§ **Página**:
○ ○ ○ ○ ○ ○ ○

My Bloody Valentine. M B V, 2013
No es nada fácil
construirse una voz, entendiendo por tal a la correspondencia
identificable entre estilo y discurso. Velázquez tiene una voz,
Kafka también, Autechre llevan muchos años desarrollando la suya
propia: la doxa contemporánea da por sentado que todo verdadero
autor necesita hacerse con una, pues es la voz lo que dota de
contenido real a su firma. Hacerse con esa ansiada voz propia
requiere insistencia a lo largo de los años, coherencia en el
planteamiento formal y conceptual de la propia trayectoria artística,
y detalles diferenciantes capaces de singularizar al artista de entre
todos los que le rodean hasta hacer de su discurso un idioma único.
No hay reconocimiento si no hay “voz”.
A menudo pensamos que
todo verdadero artista ha de construirse una voz propia, pero no
siempre ha sido así: antes de Descartes el arte era fundamentalmente
un oficio gremial en el que no importaba demasiado la autoría de
cada obra, pues las cuestiones simbólicas y expresivas se decidían
conforme a criterios colectivos muy normalizados. En la Edad Media
era muy habitual que los autores no se molestasen en firmar las
obras, y los manierismos individuales eran considerados resultado de
torpeza o incapacidad de adaptarse al canon, y no de una “falta
de personalidad” que sólo desde el Renacimiento empezaría a
ser sacralizada en consonancia con la doctrina humanista de la
“creatividad”. Sería la Modernidad y su paroxismo de los
personalismos la que traería el culto todavía imperante a la
autoría personal como criterio último de valoración del arte:
hasta entonces, la valía del oficiante estribaba en su conformidad
al código. Sin embargo hay dominios contemporáneos de creación
(como el techno, el grafiti, el punk rock o el cine de terror) en los
que el código caligráfico viene estandarizado tan rigurosamente que
su práctica trasciende el culto a la voz y por tanto a la autoría,
resultando en disciplinas en las que muchas de las obras más
brillantes se efectúan de manera impersonal y genérica, casi
desde el anonimato. Lo que hace grande a un artista no es
necesariamente su fuerte personalidad, por más que hoy en día dicho
principio nos resulte natural e irrecusable. Durante siglos, las
estridencias estilísticas individuales eran desdeñadas por exceso
de petulancia y falta de humildad. (Al que quiera estudiar la
sorprendente dialéctica entre lo colectivo y lo individualualizante
en la historia del arte le recomiendo un bonito libro de Tatarkiewicz llamado “Historia de seis conceptos”.)

○ ○ ○ ○ ○ ○ ○

§ **Datos mostrados**:
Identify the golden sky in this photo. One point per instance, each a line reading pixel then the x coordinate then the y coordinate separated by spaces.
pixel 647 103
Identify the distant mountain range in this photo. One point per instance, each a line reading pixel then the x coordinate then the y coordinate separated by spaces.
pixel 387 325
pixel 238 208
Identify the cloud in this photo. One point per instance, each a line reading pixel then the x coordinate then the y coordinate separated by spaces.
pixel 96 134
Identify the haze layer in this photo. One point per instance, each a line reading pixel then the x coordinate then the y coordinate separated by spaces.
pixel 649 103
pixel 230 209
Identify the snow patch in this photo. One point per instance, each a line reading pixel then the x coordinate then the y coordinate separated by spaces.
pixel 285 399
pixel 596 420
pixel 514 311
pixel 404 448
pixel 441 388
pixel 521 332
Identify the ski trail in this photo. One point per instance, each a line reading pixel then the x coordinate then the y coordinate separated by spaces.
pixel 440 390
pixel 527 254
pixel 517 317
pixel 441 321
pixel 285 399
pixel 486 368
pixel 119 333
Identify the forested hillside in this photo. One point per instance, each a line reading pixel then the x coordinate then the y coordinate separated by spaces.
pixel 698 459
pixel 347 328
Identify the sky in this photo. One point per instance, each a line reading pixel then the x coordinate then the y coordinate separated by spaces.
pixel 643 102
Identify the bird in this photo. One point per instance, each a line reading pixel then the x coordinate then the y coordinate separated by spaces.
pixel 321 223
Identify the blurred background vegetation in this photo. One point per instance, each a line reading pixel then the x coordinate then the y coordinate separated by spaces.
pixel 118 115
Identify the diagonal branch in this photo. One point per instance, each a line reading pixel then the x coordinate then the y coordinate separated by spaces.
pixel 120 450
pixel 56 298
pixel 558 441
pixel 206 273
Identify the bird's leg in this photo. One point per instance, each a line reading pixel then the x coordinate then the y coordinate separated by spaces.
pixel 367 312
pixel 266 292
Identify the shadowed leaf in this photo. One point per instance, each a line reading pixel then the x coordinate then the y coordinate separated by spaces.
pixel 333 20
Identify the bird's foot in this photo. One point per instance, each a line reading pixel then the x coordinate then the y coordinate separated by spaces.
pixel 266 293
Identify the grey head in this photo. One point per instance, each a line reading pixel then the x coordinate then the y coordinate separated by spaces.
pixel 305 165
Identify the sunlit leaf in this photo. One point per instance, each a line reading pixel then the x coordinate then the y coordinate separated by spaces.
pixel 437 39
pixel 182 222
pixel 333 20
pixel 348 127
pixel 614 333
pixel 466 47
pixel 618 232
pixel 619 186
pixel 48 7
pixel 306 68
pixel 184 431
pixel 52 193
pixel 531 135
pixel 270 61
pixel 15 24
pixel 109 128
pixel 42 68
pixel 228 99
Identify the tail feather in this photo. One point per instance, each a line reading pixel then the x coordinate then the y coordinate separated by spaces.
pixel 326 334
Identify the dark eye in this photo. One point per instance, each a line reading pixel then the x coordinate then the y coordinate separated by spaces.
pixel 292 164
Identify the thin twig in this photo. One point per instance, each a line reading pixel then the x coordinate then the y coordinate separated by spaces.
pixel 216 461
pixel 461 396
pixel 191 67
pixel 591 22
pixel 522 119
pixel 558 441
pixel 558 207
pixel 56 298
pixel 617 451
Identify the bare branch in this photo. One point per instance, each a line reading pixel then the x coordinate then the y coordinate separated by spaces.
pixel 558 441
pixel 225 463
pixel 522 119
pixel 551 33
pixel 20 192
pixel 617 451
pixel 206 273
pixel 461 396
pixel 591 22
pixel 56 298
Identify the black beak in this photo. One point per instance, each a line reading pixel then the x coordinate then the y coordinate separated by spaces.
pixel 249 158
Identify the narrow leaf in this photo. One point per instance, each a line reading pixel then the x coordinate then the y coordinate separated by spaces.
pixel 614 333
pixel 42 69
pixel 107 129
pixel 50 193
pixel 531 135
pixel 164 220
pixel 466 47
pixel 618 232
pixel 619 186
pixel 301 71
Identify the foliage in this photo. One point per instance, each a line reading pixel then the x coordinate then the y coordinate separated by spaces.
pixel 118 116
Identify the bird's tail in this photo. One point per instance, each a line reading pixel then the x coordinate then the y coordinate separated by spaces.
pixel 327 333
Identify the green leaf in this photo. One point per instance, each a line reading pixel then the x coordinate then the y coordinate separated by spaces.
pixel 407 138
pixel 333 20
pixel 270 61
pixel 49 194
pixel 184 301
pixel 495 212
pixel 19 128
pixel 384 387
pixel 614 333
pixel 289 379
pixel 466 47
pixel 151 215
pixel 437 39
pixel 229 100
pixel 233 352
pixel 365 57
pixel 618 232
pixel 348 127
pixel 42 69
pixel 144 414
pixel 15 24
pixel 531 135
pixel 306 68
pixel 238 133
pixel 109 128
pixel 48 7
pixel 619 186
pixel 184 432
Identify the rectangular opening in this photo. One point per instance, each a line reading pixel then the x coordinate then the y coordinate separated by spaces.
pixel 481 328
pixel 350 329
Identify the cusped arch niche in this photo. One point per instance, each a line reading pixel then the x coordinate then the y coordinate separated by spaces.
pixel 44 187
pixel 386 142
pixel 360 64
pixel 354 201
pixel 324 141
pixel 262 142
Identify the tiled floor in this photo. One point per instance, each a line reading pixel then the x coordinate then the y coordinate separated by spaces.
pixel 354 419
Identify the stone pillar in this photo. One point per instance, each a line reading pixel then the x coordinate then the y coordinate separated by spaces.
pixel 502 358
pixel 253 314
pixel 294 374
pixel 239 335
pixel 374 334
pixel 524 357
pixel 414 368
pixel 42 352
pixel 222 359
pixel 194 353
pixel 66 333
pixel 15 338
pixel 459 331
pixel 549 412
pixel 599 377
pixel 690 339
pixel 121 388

○ ○ ○ ○ ○ ○ ○

§ **Retos**:
(a) Traduce al inglés esta oración del texto sobre la voz artística: "No hay reconocimiento si no hay “voz”."
(b) Convierte en una lista breve el párrafo del texto sobre la voz artística que empieza con "No es nada fácil", conservando sus datos principales.
(c) Prosigue el texto sobre la voz artística a partir de su última oración.
No hace falta consultar las líneas.

§ **Respuestas en orden**:
(a) There is no recognition if there is no “voice.”

(b)
- Construirse una voz, entendida como la correspondencia identificable entre estilo y discurso, no es nada fácil.
- Velázquez y Kafka tienen una voz, y Autechre llevan muchos años desarrollando la suya.
- La doxa contemporánea da por sentado que todo verdadero autor necesita una, porque la voz dota de contenido real a su firma.
- Lograrla requiere insistencia a lo largo de los años, coherencia formal y conceptual en la trayectoria artística y detalles diferenciantes que singularicen al artista hasta hacer de su discurso un idioma único.
- Sin voz no hay reconocimiento.

(c)
Es más: para muchos
artistas la necesidad de mantenerse fieles a su propia voz puede
devenir una carga que redunda en histrionismos, tartamudeos y
afonías, consecuencia lógica de un consenso crítico que parece
asentir en que quien no es único no merece la pena. Cuando la
urgencia por mantener el timbre se torna demasiado ansiosa, el
artista cae en redundancias y manierismos retóricos que merman el
calado de su discurso, propiciando una histéresis de la voz que
paradójicamente revierte en una suerte de minusvalía. La modulación
y afinado de la voz requiere sutileza, pues cuando se fuerza
demasiado se corre el riesgo de hundirse en el fango del manierismo
estéril, el pintoresquismo o incluso la autoparodia. La entonación
óptima es aquella suficientemente laxa como para favorecer la
holgura y versatilidad expresivas, el difícil equilibrio entre
repetición y diferencia que hagan del propio “estilo” no un
corsé asfixiante sino un método expansivo habilitado para la
ampliación y florecimiento del repertorio lingüístico: a todos los
músicos les pedimos que suenen a ellos mismos, que no balbuceen en
el ejercicio de su maniera, pero al mismo tiempo que den
sentido a su carrera con la presentación de algún detalle
arriesgado, que trascienda su legado para que este fluya y no se
estanque en aguas negras. Sentido es dinamismo, movimiento. En
ocasiones, la sobresaturación de los clichés personalistas hace
que lo que querría ser un ejercicio de estilo resulte en
imperdonable retórica… especialmente en el caso de los artistas
legendarios de los que siempre esperamos la excelencia, como es el
caso de My Bloody Valentine.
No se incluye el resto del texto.